Je suis assistant réalisateur sur des films indépendants depuis 2005. J’ai beaucoup observé, j’ai fait plus de pratique que de théorie. J’étudie actuellement le cinéma à Rome, mais les écoles n’apprennent pas à faire des films. Pour la direction d’acteurs, ce n’est pas suffisant.

En étudiant, j’apprends à savoir ce qui est important dans l’histoire du cinéma, à connaître les différents styles. Juste avant d’aller à Rome, j’étais dans une autre école de cinéma en Italie où j’avais la possibilité de faire un film, mais je n’étais pas préparé mentalement pour ça. Je fais un film quand je suis prêt à 100%. Pour « More than two Hours », c’était le cas.

Pourquoi as-tu choisi de raconter cette histoire ?

Un des co-scénaristes du film m’a raconté une histoire vraie, arrivée en Iran à une de ses amies. Dès le début, j’étais très touché par cette histoire. J’ai écrit le film en trois semaines.

Est-ce que le projet a été facile à concrétiser ?

Pour faire un film en Iran, il faut normalement avoir l’autorisation du gouvernement. Il faut leur envoyer le scénario et attendre la réponse. Je ne l’ai pas fait. Le gouvernement a des idées préconçues sur certains sujets, et si je dépassais la ligne, ce n’était pas bon. Je fais attention à ne pas la franchir et à raconter mon histoire. Tourner des films en Iran est plutôt économique. Tout le monde a la possibilité de faire des films. Le mien n’a pas coûté beaucoup d’argent. Je l’ai tourné en petite équipe, pendant trois nuits. Le plus difficile a été de trouver deux hôpitaux différents; on avait juste un permis de la police pour tourner de nuit. On s’est débrouillé en filmant dans un seul et même lieu.

Comment vois-tu le cinéma iranien ?

Consigne ->
Dans l'entretien, reprends le passage entre « Pour faire un » et « et même lieu. » inclus, en mettant « quatre nuits » à la place de « trois nuits ». Le matériel qui suit n'a rien à voir avec l'entretien.

Matériel présenté ->
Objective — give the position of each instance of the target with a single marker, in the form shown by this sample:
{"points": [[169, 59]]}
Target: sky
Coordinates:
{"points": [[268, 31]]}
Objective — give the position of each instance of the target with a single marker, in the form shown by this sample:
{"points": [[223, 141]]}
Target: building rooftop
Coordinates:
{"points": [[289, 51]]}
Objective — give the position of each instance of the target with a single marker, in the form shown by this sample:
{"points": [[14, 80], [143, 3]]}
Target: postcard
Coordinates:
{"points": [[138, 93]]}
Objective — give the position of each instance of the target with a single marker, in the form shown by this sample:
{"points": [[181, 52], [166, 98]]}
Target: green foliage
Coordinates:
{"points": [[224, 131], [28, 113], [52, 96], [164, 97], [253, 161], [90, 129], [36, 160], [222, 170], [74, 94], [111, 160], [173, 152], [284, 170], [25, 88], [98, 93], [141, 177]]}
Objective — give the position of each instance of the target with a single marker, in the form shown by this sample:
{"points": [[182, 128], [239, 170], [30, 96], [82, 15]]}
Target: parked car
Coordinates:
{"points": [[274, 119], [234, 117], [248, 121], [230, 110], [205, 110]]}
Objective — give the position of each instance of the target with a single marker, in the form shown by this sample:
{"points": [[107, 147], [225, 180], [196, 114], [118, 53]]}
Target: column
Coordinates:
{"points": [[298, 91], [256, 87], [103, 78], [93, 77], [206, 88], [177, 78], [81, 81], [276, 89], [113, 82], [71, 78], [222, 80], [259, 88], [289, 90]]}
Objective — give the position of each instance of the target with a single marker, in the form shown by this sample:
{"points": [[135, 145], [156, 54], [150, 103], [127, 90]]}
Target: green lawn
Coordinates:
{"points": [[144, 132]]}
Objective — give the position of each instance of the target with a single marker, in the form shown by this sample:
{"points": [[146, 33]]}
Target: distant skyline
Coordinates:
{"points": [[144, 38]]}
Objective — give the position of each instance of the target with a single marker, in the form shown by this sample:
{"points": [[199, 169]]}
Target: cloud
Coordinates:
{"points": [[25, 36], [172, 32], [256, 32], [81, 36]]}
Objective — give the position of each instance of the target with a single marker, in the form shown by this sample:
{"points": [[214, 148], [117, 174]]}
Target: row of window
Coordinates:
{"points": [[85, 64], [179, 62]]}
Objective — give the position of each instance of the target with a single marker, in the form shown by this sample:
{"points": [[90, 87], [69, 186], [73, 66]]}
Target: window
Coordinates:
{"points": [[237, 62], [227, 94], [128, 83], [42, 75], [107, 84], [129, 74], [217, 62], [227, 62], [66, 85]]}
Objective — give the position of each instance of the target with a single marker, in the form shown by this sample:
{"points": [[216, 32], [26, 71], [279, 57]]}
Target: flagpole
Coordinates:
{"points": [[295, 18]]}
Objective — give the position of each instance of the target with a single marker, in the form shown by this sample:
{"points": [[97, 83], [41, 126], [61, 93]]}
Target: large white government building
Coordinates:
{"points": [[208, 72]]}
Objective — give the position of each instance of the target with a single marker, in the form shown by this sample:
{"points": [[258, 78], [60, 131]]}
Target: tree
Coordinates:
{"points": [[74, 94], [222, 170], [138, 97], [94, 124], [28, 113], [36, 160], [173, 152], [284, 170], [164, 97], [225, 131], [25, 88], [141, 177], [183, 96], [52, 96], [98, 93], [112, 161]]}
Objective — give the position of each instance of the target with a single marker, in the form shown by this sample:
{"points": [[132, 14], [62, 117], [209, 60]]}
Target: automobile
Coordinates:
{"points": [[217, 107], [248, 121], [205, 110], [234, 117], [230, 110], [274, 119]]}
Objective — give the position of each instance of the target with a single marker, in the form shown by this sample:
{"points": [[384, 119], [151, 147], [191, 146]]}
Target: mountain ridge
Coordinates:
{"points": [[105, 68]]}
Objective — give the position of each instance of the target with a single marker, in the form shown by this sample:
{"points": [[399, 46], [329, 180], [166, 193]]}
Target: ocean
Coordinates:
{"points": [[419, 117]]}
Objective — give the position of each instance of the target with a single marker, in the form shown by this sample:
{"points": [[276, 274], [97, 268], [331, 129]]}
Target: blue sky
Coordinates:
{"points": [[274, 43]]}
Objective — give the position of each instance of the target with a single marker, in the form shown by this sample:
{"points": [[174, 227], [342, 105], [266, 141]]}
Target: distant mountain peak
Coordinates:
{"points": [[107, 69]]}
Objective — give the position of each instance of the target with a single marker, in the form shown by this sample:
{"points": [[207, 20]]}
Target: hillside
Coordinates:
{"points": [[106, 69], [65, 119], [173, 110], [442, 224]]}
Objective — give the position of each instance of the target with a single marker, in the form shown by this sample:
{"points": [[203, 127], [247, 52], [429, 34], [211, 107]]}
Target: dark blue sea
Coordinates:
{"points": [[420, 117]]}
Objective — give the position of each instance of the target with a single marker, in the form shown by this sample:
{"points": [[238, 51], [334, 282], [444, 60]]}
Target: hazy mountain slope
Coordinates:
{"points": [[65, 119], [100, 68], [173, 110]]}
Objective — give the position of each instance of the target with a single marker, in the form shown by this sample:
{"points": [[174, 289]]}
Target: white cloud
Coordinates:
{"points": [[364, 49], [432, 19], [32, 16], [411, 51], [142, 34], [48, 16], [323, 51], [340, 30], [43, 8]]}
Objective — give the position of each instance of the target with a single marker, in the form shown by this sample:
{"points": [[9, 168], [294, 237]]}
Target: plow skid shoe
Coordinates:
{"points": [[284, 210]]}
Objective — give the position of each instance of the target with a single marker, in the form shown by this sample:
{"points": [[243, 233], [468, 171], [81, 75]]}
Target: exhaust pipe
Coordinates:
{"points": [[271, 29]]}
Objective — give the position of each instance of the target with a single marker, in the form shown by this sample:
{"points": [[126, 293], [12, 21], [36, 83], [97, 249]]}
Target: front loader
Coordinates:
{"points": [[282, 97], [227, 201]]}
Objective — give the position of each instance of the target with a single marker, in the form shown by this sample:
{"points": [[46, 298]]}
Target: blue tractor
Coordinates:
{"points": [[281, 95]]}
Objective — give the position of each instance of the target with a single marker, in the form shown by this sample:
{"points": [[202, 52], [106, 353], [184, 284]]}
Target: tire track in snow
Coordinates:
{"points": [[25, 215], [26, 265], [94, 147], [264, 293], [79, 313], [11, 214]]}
---
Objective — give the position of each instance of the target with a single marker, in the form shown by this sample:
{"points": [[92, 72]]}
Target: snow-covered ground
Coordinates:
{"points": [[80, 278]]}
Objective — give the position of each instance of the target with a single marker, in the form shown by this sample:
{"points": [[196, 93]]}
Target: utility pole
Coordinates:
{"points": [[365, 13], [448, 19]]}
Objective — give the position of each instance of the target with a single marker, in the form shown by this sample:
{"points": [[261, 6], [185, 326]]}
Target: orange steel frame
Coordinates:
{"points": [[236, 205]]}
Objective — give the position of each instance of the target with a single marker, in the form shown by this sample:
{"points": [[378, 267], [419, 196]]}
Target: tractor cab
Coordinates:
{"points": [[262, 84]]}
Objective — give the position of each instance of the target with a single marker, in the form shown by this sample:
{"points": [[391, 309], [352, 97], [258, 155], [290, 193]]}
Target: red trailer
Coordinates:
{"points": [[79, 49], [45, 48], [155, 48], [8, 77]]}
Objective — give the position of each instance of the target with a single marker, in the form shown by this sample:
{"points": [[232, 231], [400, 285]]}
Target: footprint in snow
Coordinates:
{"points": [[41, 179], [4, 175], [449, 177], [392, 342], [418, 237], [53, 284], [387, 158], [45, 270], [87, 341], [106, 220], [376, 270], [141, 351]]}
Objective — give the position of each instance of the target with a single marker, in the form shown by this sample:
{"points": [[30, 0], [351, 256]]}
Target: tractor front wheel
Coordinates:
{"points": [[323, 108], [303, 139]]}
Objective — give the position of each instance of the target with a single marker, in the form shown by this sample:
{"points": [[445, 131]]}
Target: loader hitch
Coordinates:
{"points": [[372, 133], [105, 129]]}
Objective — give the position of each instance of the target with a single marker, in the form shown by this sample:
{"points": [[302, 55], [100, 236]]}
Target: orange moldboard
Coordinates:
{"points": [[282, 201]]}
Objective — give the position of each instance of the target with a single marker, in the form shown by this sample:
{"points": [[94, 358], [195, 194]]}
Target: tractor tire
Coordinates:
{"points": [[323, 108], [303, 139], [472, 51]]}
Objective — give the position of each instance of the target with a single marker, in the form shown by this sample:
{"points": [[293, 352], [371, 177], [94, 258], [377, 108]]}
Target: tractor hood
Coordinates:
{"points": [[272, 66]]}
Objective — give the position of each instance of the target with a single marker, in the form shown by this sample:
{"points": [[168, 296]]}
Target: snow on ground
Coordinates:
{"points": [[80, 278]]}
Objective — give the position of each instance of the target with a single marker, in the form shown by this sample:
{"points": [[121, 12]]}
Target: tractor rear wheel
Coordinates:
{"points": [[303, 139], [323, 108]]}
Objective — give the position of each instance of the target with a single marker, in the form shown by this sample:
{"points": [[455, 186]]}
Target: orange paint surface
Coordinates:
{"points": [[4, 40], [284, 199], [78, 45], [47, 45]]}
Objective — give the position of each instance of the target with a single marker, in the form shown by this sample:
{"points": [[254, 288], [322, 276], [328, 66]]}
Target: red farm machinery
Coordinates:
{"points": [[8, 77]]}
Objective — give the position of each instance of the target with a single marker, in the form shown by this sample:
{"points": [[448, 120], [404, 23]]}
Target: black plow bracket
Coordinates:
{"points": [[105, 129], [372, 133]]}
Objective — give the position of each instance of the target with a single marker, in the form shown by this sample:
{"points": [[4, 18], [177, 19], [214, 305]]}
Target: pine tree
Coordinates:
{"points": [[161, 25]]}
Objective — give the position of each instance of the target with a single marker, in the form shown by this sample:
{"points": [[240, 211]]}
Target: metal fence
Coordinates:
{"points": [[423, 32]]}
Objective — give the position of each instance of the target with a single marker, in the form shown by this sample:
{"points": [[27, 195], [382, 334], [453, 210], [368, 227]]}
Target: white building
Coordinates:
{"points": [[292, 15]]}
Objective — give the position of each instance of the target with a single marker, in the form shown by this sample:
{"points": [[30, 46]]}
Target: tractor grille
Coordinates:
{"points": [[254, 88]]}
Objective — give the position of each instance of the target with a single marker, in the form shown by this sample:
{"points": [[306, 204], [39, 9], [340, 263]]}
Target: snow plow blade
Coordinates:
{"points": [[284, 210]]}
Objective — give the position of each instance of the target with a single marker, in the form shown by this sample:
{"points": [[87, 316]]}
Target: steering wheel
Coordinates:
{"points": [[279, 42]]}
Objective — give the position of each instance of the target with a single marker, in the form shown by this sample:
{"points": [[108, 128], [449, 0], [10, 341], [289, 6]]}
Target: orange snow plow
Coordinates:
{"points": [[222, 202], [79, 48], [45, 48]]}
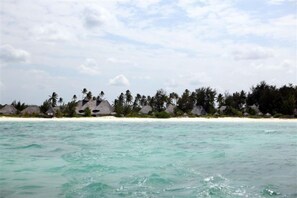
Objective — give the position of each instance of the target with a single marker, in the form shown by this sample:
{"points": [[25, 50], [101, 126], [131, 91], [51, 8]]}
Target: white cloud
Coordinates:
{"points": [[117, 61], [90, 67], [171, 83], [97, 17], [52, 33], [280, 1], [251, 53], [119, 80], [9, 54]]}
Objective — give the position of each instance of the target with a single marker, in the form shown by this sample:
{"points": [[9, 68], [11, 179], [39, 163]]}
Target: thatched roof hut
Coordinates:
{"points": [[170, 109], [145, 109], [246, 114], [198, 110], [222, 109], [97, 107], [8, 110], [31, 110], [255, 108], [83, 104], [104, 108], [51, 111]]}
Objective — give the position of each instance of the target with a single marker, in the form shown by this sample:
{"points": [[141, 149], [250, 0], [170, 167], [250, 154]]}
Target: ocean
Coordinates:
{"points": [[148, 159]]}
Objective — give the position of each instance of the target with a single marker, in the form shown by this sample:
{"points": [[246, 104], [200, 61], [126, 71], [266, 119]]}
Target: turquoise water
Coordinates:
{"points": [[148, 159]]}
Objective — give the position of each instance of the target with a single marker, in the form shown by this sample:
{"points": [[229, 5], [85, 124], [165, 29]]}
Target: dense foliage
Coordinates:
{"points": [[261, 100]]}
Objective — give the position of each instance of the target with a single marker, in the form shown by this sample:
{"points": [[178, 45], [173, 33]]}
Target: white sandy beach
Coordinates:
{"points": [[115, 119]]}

Corrigé ->
Pour faire un film en Iran, il faut normalement avoir l’autorisation du gouvernement. Il faut leur envoyer le scénario et attendre la réponse. Je ne l’ai pas fait. Le gouvernement a des idées préconçues sur certains sujets, et si je dépassais la ligne, ce n’était pas bon. Je fais attention à ne pas la franchir et à raconter mon histoire. Tourner des films en Iran est plutôt économique. Tout le monde a la possibilité de faire des films. Le mien n’a pas coûté beaucoup d’argent. Je l’ai tourné en petite équipe, pendant quatre nuits. Le plus difficile a été de trouver deux hôpitaux différents; on avait juste un permis de la police pour tourner de nuit. On s’est débrouillé en filmant dans un seul et même lieu.